**** Record extracts
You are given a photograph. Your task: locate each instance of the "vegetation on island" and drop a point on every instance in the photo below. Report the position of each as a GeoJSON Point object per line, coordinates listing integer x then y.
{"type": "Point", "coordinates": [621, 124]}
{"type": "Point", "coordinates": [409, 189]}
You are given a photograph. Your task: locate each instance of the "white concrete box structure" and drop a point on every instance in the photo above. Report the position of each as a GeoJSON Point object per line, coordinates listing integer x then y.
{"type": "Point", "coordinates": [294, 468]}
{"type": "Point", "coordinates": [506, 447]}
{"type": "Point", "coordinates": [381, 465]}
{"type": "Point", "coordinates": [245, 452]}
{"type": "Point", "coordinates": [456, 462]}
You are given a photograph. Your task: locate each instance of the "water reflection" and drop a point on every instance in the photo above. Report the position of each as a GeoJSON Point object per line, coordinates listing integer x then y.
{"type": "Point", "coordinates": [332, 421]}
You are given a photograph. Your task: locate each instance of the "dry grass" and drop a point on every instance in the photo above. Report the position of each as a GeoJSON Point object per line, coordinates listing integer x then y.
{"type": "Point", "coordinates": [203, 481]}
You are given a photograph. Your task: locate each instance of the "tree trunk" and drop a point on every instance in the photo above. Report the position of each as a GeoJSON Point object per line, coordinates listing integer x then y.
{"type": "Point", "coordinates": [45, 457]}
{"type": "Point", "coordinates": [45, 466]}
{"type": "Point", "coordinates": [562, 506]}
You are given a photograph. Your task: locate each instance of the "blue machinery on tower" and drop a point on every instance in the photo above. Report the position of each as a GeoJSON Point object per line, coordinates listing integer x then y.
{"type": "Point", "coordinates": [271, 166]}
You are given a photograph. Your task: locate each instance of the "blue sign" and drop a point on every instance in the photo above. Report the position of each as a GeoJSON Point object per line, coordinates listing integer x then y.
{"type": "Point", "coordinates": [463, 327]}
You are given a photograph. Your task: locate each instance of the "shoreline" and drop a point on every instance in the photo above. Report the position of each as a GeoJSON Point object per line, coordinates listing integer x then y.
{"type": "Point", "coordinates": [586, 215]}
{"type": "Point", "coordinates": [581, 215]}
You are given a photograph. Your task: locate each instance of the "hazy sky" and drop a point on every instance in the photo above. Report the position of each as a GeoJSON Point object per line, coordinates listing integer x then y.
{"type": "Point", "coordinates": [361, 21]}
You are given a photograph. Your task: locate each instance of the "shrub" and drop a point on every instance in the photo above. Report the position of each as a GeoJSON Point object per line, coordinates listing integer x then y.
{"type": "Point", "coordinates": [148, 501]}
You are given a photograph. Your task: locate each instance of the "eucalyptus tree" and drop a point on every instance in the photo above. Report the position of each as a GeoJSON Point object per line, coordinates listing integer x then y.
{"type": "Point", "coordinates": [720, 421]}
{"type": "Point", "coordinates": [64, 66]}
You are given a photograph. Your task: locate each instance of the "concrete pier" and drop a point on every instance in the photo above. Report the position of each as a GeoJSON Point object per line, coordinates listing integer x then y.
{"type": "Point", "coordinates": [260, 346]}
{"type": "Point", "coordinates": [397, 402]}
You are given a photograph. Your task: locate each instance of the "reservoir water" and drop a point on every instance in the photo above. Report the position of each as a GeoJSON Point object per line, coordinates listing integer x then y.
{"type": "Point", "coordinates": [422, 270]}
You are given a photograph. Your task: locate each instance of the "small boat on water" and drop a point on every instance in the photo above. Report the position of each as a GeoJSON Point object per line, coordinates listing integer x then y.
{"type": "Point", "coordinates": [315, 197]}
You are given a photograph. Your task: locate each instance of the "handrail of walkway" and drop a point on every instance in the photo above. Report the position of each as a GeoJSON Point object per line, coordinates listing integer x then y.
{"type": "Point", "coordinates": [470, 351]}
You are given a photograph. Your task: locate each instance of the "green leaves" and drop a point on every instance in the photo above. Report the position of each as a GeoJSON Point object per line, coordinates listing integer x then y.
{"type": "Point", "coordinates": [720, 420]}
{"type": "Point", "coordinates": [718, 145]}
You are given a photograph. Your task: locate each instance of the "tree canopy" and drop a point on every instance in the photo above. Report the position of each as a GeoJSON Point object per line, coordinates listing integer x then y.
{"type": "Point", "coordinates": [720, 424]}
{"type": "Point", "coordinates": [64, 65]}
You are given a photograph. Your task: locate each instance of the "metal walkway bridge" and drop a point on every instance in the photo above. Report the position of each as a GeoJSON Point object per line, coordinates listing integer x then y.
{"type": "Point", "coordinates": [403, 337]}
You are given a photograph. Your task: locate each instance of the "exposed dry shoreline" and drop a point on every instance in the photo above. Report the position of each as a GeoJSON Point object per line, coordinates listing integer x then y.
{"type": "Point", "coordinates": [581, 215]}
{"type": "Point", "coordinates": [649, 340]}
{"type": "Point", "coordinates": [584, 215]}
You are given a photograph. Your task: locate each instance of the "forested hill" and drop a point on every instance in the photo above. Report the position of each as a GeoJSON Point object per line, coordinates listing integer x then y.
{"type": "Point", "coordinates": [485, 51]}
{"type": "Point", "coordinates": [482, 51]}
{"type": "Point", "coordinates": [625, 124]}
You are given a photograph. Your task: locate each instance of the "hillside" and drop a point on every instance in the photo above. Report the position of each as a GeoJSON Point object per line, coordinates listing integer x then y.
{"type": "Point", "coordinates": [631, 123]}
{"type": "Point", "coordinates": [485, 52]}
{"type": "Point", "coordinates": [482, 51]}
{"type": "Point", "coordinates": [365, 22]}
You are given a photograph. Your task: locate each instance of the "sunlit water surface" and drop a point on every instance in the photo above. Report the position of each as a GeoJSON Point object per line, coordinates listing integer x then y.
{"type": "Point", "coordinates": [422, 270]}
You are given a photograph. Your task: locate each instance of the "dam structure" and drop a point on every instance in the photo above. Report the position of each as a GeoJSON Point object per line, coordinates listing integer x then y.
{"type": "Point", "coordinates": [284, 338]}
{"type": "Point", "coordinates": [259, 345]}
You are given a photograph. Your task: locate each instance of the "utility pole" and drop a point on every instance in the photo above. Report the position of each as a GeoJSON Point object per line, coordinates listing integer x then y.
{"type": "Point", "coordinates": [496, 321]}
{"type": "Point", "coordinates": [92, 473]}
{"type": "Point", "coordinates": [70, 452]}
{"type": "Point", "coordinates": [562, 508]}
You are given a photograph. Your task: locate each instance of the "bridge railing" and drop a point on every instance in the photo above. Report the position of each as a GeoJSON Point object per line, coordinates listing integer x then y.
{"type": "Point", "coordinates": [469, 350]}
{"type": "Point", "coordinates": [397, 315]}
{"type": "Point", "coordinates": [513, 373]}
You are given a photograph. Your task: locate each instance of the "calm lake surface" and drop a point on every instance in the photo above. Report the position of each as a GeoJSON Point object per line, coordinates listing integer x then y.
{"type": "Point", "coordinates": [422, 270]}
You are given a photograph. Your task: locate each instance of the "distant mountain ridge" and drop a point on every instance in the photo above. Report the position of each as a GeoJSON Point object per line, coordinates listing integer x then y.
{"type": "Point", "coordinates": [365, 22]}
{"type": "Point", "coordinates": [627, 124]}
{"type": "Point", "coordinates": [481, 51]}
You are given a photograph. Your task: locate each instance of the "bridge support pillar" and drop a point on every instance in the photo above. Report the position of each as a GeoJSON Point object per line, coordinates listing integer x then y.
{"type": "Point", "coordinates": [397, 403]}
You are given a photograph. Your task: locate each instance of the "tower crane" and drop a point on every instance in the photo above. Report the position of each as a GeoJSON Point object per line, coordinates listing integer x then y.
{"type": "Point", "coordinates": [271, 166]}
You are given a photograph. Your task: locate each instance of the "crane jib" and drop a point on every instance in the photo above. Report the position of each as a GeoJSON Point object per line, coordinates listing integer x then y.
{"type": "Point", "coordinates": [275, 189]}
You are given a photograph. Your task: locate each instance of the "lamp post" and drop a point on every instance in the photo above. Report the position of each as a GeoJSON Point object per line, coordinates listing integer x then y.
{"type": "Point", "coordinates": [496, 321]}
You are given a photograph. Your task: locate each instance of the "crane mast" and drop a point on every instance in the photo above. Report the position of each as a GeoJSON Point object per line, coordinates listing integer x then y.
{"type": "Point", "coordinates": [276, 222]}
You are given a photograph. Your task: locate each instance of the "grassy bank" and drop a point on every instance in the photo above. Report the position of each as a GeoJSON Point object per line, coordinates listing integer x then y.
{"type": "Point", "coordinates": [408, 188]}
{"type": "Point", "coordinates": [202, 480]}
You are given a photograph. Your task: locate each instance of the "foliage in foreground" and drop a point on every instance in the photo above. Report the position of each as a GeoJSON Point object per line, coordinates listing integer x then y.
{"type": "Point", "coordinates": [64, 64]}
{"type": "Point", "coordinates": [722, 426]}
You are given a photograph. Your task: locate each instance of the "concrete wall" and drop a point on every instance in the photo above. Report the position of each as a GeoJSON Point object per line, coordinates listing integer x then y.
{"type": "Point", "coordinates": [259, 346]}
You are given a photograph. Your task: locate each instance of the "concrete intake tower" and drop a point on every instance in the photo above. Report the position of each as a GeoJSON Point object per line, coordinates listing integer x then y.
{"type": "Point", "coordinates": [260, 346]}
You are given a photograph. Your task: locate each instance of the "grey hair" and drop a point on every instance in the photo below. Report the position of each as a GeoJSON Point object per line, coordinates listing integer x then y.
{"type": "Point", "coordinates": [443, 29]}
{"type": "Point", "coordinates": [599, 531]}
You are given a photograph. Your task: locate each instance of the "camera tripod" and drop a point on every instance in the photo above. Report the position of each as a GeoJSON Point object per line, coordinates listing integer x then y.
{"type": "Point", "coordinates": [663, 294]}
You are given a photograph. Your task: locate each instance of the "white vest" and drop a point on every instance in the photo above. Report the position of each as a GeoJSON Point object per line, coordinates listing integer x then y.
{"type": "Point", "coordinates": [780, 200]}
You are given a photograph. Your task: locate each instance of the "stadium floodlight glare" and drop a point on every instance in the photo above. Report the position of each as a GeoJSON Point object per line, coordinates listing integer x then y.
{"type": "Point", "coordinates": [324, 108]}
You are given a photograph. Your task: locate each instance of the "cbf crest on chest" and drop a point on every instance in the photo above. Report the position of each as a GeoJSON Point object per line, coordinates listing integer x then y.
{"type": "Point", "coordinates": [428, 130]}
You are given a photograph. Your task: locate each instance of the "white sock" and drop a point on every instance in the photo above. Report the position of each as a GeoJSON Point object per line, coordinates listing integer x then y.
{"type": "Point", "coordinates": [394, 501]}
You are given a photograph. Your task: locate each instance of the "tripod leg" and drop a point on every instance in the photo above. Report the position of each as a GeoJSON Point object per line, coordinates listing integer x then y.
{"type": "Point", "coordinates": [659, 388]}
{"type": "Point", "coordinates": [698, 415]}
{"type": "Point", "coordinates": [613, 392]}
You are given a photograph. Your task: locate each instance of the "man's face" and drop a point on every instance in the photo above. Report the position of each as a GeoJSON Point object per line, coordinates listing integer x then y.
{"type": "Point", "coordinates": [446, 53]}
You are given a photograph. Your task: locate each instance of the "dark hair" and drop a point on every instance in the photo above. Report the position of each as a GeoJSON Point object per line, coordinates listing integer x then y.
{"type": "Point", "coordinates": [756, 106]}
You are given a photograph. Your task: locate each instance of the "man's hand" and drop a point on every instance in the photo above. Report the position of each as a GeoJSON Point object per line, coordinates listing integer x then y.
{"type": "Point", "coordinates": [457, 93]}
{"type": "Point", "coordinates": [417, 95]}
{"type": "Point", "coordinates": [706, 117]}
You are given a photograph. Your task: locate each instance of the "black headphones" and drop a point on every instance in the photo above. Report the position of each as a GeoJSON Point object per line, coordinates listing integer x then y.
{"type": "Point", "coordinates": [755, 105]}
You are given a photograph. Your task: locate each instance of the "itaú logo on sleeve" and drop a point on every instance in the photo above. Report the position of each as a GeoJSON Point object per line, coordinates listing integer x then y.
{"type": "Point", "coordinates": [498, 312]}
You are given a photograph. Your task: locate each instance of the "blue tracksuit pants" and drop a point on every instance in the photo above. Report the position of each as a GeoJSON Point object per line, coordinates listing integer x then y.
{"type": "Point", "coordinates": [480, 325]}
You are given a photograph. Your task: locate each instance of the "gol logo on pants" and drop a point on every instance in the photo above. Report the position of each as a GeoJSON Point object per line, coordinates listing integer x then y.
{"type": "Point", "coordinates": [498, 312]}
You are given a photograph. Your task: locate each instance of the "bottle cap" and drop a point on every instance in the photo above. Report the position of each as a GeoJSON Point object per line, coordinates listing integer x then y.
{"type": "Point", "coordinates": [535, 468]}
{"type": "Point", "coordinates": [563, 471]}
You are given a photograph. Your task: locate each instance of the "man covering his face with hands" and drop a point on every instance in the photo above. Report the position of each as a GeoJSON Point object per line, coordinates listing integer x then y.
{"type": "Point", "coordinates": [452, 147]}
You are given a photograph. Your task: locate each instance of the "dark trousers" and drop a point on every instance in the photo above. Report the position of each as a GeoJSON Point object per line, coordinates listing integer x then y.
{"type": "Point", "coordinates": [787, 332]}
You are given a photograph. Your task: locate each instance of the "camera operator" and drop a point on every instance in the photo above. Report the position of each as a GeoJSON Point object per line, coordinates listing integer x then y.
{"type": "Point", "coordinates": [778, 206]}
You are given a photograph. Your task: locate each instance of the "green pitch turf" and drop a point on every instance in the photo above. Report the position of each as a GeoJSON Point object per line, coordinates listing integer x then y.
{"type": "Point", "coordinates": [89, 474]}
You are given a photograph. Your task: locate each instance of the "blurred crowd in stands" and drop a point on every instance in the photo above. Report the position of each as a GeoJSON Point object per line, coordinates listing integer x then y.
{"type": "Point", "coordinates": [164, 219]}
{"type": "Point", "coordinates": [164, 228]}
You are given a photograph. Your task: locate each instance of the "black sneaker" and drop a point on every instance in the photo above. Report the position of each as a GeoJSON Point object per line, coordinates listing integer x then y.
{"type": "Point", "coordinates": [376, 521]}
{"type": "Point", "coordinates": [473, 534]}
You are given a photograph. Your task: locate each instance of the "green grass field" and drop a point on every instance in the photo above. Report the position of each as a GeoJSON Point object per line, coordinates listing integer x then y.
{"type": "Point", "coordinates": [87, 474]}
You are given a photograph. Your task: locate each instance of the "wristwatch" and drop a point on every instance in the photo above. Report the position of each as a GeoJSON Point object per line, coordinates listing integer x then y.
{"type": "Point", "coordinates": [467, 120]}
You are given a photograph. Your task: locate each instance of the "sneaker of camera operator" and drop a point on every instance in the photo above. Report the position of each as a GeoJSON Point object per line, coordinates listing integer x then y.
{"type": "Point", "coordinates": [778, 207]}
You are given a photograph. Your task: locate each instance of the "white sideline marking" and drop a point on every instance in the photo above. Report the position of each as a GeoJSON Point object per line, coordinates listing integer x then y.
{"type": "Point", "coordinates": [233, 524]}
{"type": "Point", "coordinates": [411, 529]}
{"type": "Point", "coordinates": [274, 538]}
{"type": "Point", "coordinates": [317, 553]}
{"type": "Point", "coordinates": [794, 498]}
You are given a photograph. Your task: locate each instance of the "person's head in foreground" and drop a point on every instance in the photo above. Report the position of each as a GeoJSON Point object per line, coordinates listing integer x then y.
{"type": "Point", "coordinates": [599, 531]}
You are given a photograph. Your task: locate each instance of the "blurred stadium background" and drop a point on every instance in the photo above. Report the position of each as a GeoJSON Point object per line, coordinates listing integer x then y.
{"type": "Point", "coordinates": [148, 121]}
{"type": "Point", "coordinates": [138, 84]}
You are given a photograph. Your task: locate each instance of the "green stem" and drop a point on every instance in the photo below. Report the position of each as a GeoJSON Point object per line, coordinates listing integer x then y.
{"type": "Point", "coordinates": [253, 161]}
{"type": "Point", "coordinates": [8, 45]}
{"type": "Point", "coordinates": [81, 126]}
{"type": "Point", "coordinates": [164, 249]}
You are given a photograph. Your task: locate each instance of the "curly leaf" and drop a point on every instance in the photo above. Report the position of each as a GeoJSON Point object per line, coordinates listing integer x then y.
********
Work required: Which lines in the listing above contain the string "crane"? Gather each of them, copied in full, and count only matches with the same case.

The result:
You are given a photograph. Your task: locate each instance of the "tower crane" and drop a point on every instance in the photo above. Report the position of each as a GeoJSON Point object per line, coordinates listing integer x then y.
You are given a photograph. Your task: locate each instance of the "crane jib" and drop a point on every instance in the photo above. Report the position of each as a GeoJSON Point object per line, coordinates listing integer x then y.
You are given a photograph. Your task: locate each instance of the "crane mast" and drop a point on every instance in the photo above. Report the position of each as a GeoJSON Point object per line, coordinates listing integer x then y.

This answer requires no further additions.